#### [WORK ORDER]
Below are the records; retype them exactly and omit each picture.

#### [Collected data]
[Start of section]

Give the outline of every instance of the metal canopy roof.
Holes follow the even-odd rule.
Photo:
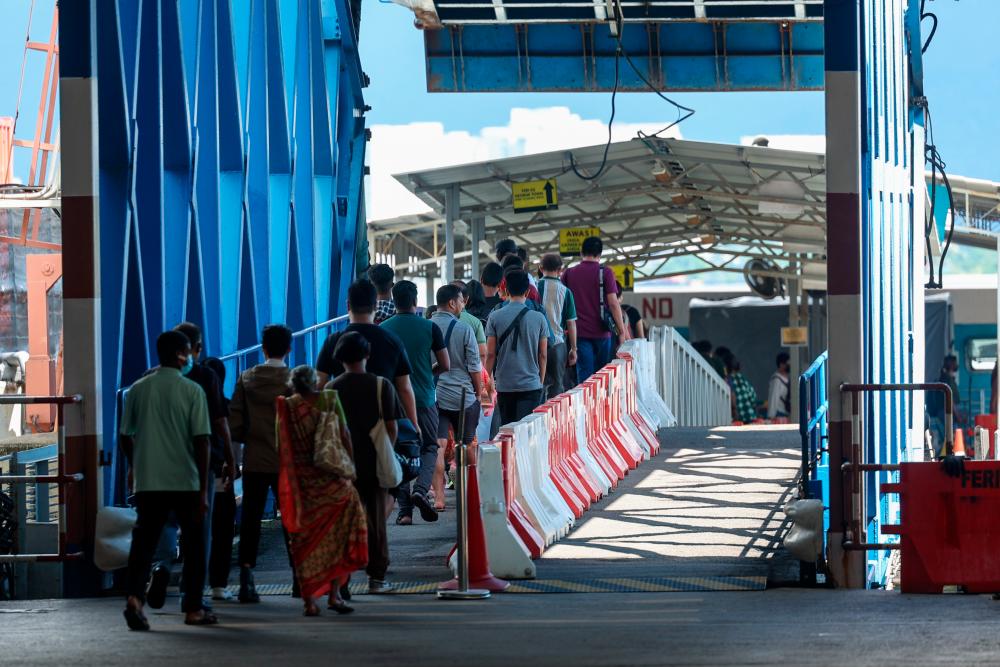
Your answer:
[[[749,258],[775,261],[780,273],[804,262],[825,279],[823,156],[756,146],[646,138],[613,143],[593,180],[573,173],[570,151],[553,151],[397,175],[444,214],[458,190],[455,217],[485,221],[487,239],[514,238],[533,256],[558,251],[558,230],[599,227],[613,261],[637,266],[637,279],[673,275],[670,262],[695,256],[701,271],[742,272]],[[578,171],[596,175],[604,146],[574,149]],[[515,213],[511,183],[555,178],[559,208]],[[413,220],[374,223],[394,233]],[[461,230],[459,231],[461,233]]]
[[[608,0],[434,0],[443,24],[606,21]],[[821,20],[823,0],[622,0],[626,21]]]
[[[395,1],[424,30],[430,92],[822,90],[824,83],[823,0]]]
[[[760,146],[643,138],[604,146],[491,160],[398,174],[430,213],[369,223],[376,249],[413,270],[437,264],[448,192],[456,188],[456,258],[468,263],[469,234],[481,226],[492,244],[505,237],[537,259],[558,251],[558,230],[599,227],[605,259],[636,265],[636,280],[710,271],[742,273],[749,259],[775,263],[777,275],[802,275],[807,288],[826,282],[826,175],[821,153]],[[511,183],[555,178],[559,207],[515,213]],[[996,247],[1000,184],[951,176],[958,220],[955,243]],[[937,248],[935,248],[935,253]],[[696,257],[692,267],[678,266]],[[798,266],[792,265],[796,262]],[[801,272],[801,274],[799,273]]]

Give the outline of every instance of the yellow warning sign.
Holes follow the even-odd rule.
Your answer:
[[[559,208],[559,191],[556,189],[556,179],[554,178],[511,183],[510,188],[513,194],[515,213]]]
[[[806,327],[781,327],[781,347],[805,347],[809,344]]]
[[[597,227],[567,227],[559,230],[559,254],[579,255],[580,246],[585,239],[591,236],[600,236],[601,230]]]
[[[611,270],[615,272],[615,280],[621,283],[622,289],[632,289],[635,287],[635,265],[634,264],[611,264]]]

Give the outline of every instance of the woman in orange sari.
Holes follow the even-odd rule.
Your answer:
[[[328,595],[338,614],[354,609],[340,594],[351,573],[368,563],[365,510],[351,479],[326,472],[313,462],[316,431],[325,413],[339,419],[341,442],[353,458],[347,420],[335,391],[316,391],[316,371],[292,371],[294,394],[278,399],[278,453],[281,518],[291,541],[295,576],[306,616],[318,616],[316,600]]]

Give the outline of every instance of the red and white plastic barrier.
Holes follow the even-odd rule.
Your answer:
[[[660,450],[675,420],[657,390],[657,347],[622,346],[618,358],[480,447],[480,511],[490,567],[534,576],[530,559]]]

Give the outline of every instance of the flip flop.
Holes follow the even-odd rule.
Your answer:
[[[329,609],[330,611],[335,611],[335,612],[337,612],[338,614],[341,614],[341,615],[344,615],[344,614],[353,614],[354,613],[354,607],[346,605],[343,602],[336,602],[334,604],[327,604],[326,608]]]
[[[218,624],[219,624],[218,617],[215,614],[207,611],[202,612],[201,617],[194,621],[188,620],[187,618],[184,619],[184,625],[218,625]]]
[[[149,630],[149,621],[138,609],[135,609],[134,607],[125,607],[125,611],[122,612],[122,615],[125,617],[125,623],[128,624],[129,630],[135,630],[137,632]]]

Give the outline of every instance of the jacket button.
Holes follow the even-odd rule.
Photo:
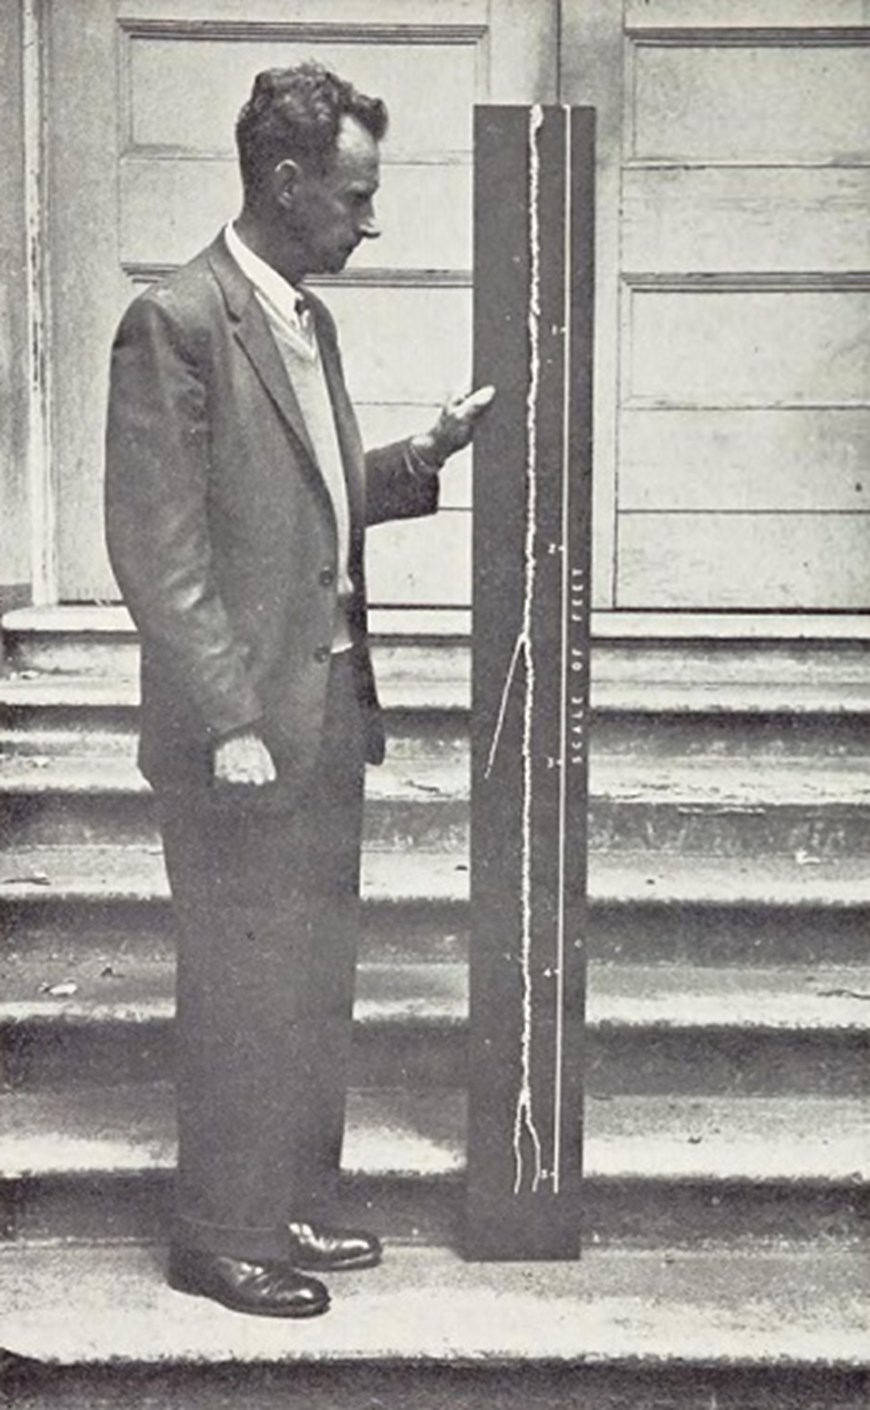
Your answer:
[[[328,646],[318,646],[314,653],[314,659],[323,665],[323,662],[328,661],[331,655],[332,651]]]
[[[321,570],[320,570],[320,585],[321,585],[321,587],[332,587],[332,584],[333,584],[334,582],[335,582],[335,569],[334,569],[334,568],[321,568]]]

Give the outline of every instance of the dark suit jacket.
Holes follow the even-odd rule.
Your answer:
[[[311,298],[351,512],[351,630],[368,757],[383,756],[366,645],[366,524],[432,513],[406,442],[364,456],[335,325]],[[112,349],[109,554],[142,642],[140,766],[210,777],[215,741],[256,725],[279,777],[310,768],[329,674],[336,528],[298,403],[223,236],[127,310]]]

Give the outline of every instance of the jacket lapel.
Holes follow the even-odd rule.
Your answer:
[[[332,498],[323,479],[296,393],[287,376],[287,369],[281,360],[275,339],[269,331],[266,315],[257,301],[253,285],[230,255],[223,232],[218,235],[209,248],[208,260],[223,291],[227,312],[233,324],[233,334],[250,359],[263,386],[305,450],[309,468],[317,477],[331,508]],[[332,331],[320,313],[316,298],[310,298],[310,306],[314,315],[323,372],[332,400],[338,442],[344,462],[351,525],[359,534],[365,524],[365,457],[359,426],[345,387],[341,360]]]
[[[209,263],[223,290],[236,340],[244,348],[260,381],[301,442],[319,476],[314,446],[287,369],[269,331],[266,315],[254,295],[253,286],[227,250],[223,234],[218,236],[209,250]]]
[[[344,372],[331,330],[324,326],[323,319],[319,317],[319,310],[314,299],[310,300],[310,305],[314,313],[323,374],[329,388],[335,416],[335,429],[344,462],[351,524],[354,528],[361,530],[365,524],[365,455],[359,425],[347,394]]]

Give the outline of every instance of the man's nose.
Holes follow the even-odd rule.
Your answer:
[[[359,222],[357,229],[359,230],[360,239],[362,240],[377,240],[381,233],[381,227],[377,222],[374,212],[372,212],[371,215],[364,216]]]

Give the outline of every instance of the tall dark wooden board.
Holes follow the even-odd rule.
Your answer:
[[[594,113],[480,108],[466,1253],[579,1253]]]

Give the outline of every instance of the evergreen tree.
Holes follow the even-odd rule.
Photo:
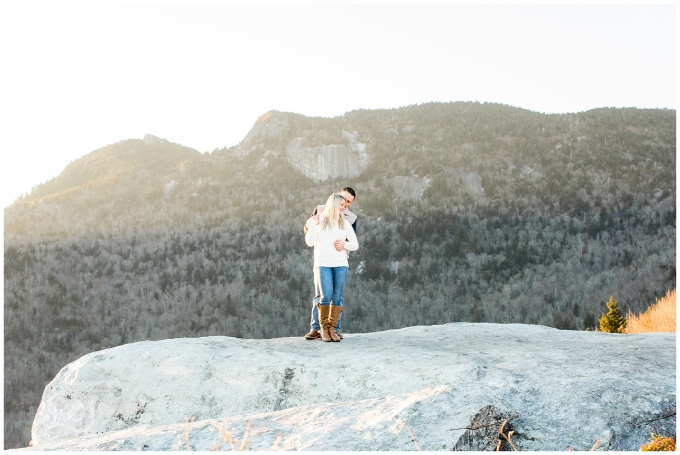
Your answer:
[[[595,315],[593,313],[587,313],[585,316],[583,316],[583,327],[585,327],[586,330],[590,330],[592,327],[595,327]]]
[[[614,300],[614,296],[609,298],[607,308],[609,313],[603,314],[600,318],[600,330],[608,333],[625,333],[628,321],[621,315],[619,303]]]

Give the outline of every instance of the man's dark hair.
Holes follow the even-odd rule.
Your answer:
[[[348,186],[344,187],[341,191],[347,191],[354,199],[357,197],[357,193],[355,193],[354,190]]]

[End of section]

#### [REPLY TO THE EXERCISE]
Give the outline of every instance of the metal canopy roof.
Holes follow the even-odd rule.
Photo:
Your answer:
[[[749,258],[775,261],[780,273],[804,262],[825,279],[823,156],[756,146],[646,138],[613,143],[593,180],[573,173],[570,151],[553,151],[397,175],[444,214],[458,190],[455,217],[485,221],[487,239],[514,238],[533,256],[558,251],[558,230],[599,227],[613,261],[637,266],[637,279],[673,275],[670,262],[695,256],[701,271],[742,272]],[[578,171],[596,175],[604,146],[574,149]],[[515,213],[511,183],[555,178],[559,208]],[[413,220],[374,223],[394,233]],[[461,230],[459,231],[461,233]]]
[[[608,0],[434,0],[443,24],[606,21]],[[821,20],[823,0],[622,0],[626,21]]]
[[[395,1],[424,30],[430,92],[822,90],[824,83],[823,0]]]
[[[760,146],[643,138],[604,146],[491,160],[398,174],[430,213],[369,223],[376,249],[413,270],[437,264],[448,192],[456,188],[456,258],[468,263],[469,234],[481,226],[492,244],[505,237],[537,259],[558,251],[558,230],[599,227],[605,259],[636,265],[636,280],[710,271],[742,273],[749,259],[775,263],[777,275],[802,275],[807,288],[826,282],[826,175],[821,153]],[[511,183],[555,178],[559,207],[515,213]],[[996,247],[1000,184],[951,176],[958,220],[955,243]],[[937,248],[935,248],[935,253]],[[696,257],[692,267],[678,266]],[[798,266],[792,265],[796,262]],[[801,272],[801,274],[799,273]]]

Give the outline of every instance of the yellow warning sign.
Holes follow the even-odd rule.
Your answer:
[[[559,208],[559,191],[556,189],[556,179],[554,178],[511,183],[510,188],[513,194],[515,213]]]
[[[806,327],[781,327],[781,347],[805,347],[809,344]]]
[[[597,227],[567,227],[559,230],[559,254],[579,255],[580,246],[585,239],[591,236],[600,236],[601,230]]]
[[[611,270],[615,272],[615,280],[621,283],[622,289],[632,289],[635,287],[635,265],[634,264],[611,264]]]

Give the outline of every instance of the woman in orange sari.
Holes follow the even-odd rule.
Your answer:
[[[328,595],[338,614],[354,609],[340,594],[351,573],[368,563],[365,510],[351,479],[326,472],[313,462],[316,431],[325,413],[339,419],[341,442],[353,458],[347,420],[335,391],[316,391],[316,371],[292,371],[294,394],[278,399],[278,453],[281,518],[291,541],[295,576],[306,616],[318,616],[316,600]]]

Give the outline of every instance of the red and white plastic barrier.
Holes follow the even-odd rule.
Your answer:
[[[660,450],[675,420],[657,390],[657,347],[622,346],[618,358],[480,447],[480,511],[490,567],[534,576],[530,559]]]

Give the outline of every instance of the flip flop.
Holes follow the even-odd rule.
Your answer:
[[[329,609],[330,611],[335,611],[335,612],[337,612],[338,614],[341,614],[341,615],[344,615],[344,614],[353,614],[354,613],[354,607],[346,605],[343,602],[336,602],[334,604],[327,604],[326,608]]]
[[[218,624],[219,624],[218,617],[215,614],[207,611],[202,612],[201,617],[194,621],[188,620],[187,618],[184,619],[184,625],[218,625]]]
[[[149,630],[149,621],[138,609],[135,609],[134,607],[125,607],[125,611],[122,612],[122,615],[125,617],[125,623],[128,624],[129,630],[135,630],[137,632]]]

Give the outline of every instance of the jacket button.
Holes follow the even-odd rule.
Photo:
Your answer:
[[[328,646],[318,646],[314,653],[314,659],[323,665],[323,662],[328,661],[331,655],[332,651]]]
[[[321,570],[320,570],[320,585],[321,585],[321,587],[332,587],[332,584],[333,584],[334,582],[335,582],[335,569],[334,569],[334,568],[321,568]]]

Give the outline of every instance of the dark suit jacket.
Holes follow the even-odd rule.
Your answer:
[[[311,298],[351,512],[351,630],[368,757],[383,756],[366,645],[366,524],[432,513],[406,442],[364,456],[335,325]],[[112,349],[109,554],[142,642],[140,766],[210,777],[215,741],[256,725],[279,777],[310,768],[329,674],[336,528],[298,403],[223,236],[127,310]]]

Give the outline of every instance of the jacket lapel.
Holes follow the even-odd rule.
Your answer:
[[[332,498],[323,479],[296,393],[287,376],[287,369],[281,360],[275,339],[269,331],[266,315],[257,301],[253,285],[230,255],[223,232],[218,235],[209,248],[208,260],[223,291],[227,312],[233,324],[233,334],[250,359],[263,386],[305,450],[309,468],[317,477],[331,508]],[[332,331],[320,313],[316,298],[310,298],[310,306],[314,315],[323,372],[332,400],[338,442],[344,462],[351,525],[359,534],[365,524],[365,457],[359,426],[345,387],[341,360]]]
[[[209,263],[223,290],[236,340],[244,348],[260,381],[301,442],[319,476],[314,446],[287,369],[269,331],[266,315],[254,295],[253,286],[227,250],[223,234],[218,236],[209,250]]]
[[[344,372],[331,330],[324,326],[323,319],[319,317],[319,310],[314,299],[310,300],[310,305],[314,313],[323,374],[329,388],[335,416],[335,429],[344,462],[351,524],[354,528],[361,530],[365,524],[365,455],[359,425],[347,394]]]

Give the outline of every instance of the man's nose.
Holes follow the even-odd rule.
Your answer:
[[[359,222],[357,229],[359,230],[360,239],[362,240],[377,240],[381,233],[381,227],[377,222],[374,212],[372,212],[371,215],[364,216]]]

Give the outline of every instance of the tall dark wooden board.
Holes follow the even-odd rule.
Your answer:
[[[594,113],[480,108],[466,1253],[579,1253]]]

Give the outline of every instance of the evergreen tree.
Holes follow the even-odd rule.
Photo:
Your answer:
[[[595,315],[593,313],[587,313],[585,316],[583,316],[583,327],[585,327],[586,330],[590,330],[592,327],[595,327]]]
[[[614,300],[614,296],[609,298],[607,308],[609,313],[603,314],[600,318],[600,330],[608,333],[625,333],[628,321],[621,315],[619,303]]]

Give the outline of every instance of the man's dark hair.
Holes follow the even-odd rule.
Your answer:
[[[348,186],[344,187],[341,191],[347,191],[354,199],[357,197],[357,193],[355,193],[354,190]]]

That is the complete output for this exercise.